* EXERCISE PROMPT: Your answer is the lines below, exactly, from the one that contains "It would mean a lot if you could detect the diagonal" through the one that contains "It would mean a lot if you could detect the bush", both included.

* DATA EXCERPTS:
- - - - - - -

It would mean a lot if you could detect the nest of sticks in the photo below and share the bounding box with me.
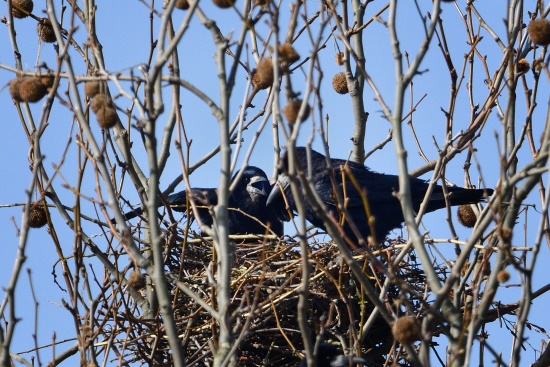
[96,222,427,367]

- - - - - - -

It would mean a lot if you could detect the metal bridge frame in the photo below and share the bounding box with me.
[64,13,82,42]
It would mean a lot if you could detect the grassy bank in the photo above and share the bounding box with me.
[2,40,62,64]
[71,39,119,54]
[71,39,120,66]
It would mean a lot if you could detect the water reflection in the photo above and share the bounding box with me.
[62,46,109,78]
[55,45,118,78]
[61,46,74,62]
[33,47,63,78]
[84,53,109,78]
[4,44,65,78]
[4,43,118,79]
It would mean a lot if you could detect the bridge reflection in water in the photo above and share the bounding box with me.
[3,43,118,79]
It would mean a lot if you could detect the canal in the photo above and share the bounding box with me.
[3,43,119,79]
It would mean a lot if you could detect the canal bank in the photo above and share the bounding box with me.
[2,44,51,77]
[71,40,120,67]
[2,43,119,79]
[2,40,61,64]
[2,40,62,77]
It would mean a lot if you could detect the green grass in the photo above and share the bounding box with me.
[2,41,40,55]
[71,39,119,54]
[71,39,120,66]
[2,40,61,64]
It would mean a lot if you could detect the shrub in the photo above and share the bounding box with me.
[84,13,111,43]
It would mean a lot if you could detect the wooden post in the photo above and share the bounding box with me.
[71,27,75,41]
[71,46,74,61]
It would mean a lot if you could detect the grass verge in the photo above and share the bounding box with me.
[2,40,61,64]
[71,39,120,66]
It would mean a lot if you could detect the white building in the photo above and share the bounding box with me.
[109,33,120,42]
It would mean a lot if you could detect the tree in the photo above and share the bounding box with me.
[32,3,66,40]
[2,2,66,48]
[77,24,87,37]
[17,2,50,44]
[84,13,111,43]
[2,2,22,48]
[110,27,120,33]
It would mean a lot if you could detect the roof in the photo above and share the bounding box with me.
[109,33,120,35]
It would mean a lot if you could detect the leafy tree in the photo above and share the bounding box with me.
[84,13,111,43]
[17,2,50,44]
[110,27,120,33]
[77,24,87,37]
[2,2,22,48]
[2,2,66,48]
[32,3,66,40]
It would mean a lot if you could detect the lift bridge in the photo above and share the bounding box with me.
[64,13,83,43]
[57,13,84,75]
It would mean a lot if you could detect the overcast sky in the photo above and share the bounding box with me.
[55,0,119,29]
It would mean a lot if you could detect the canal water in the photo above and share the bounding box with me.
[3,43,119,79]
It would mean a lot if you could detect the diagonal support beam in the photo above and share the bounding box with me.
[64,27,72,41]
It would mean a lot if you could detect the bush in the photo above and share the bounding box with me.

- - - - - - -

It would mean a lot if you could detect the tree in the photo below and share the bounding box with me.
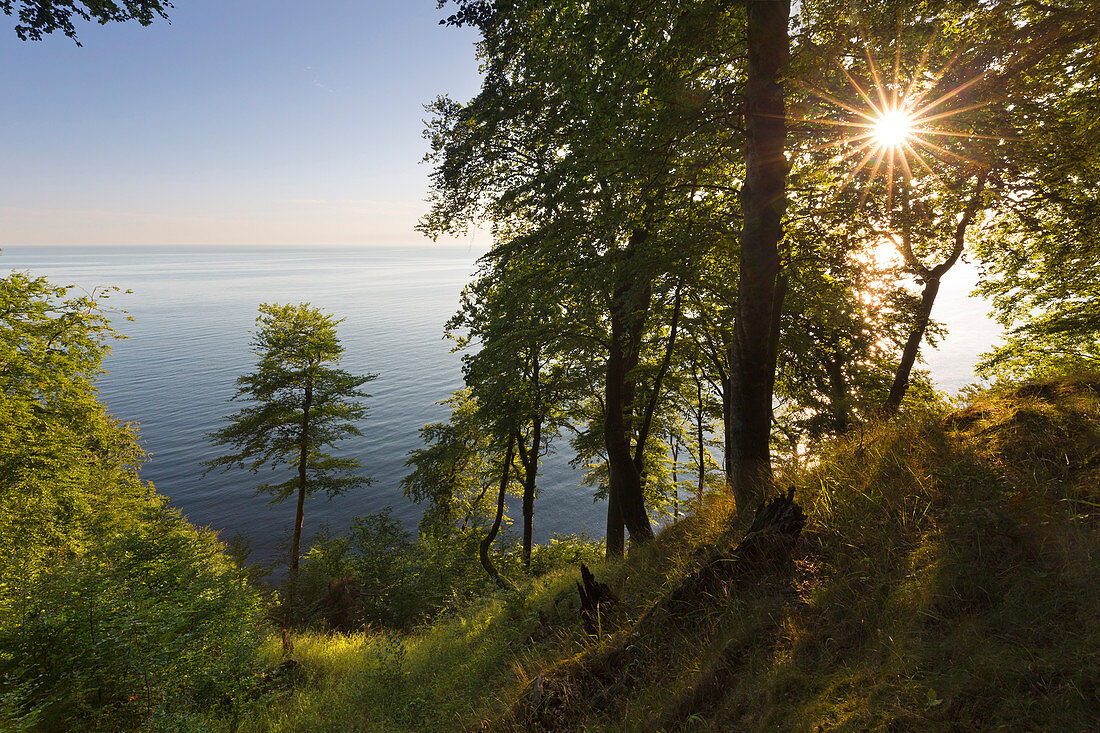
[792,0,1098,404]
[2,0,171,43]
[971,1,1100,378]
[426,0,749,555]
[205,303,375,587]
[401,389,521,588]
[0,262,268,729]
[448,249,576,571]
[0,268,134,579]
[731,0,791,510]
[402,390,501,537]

- - - - - - -

* REPLY TO THE TASK:
It would mean a lot if you could detect the diagonal support beam in the photo above and share the bounding box with me.
[64,27,72,41]
It would mean a lot if you could detect the bush in the photo above and share the bounding box with me.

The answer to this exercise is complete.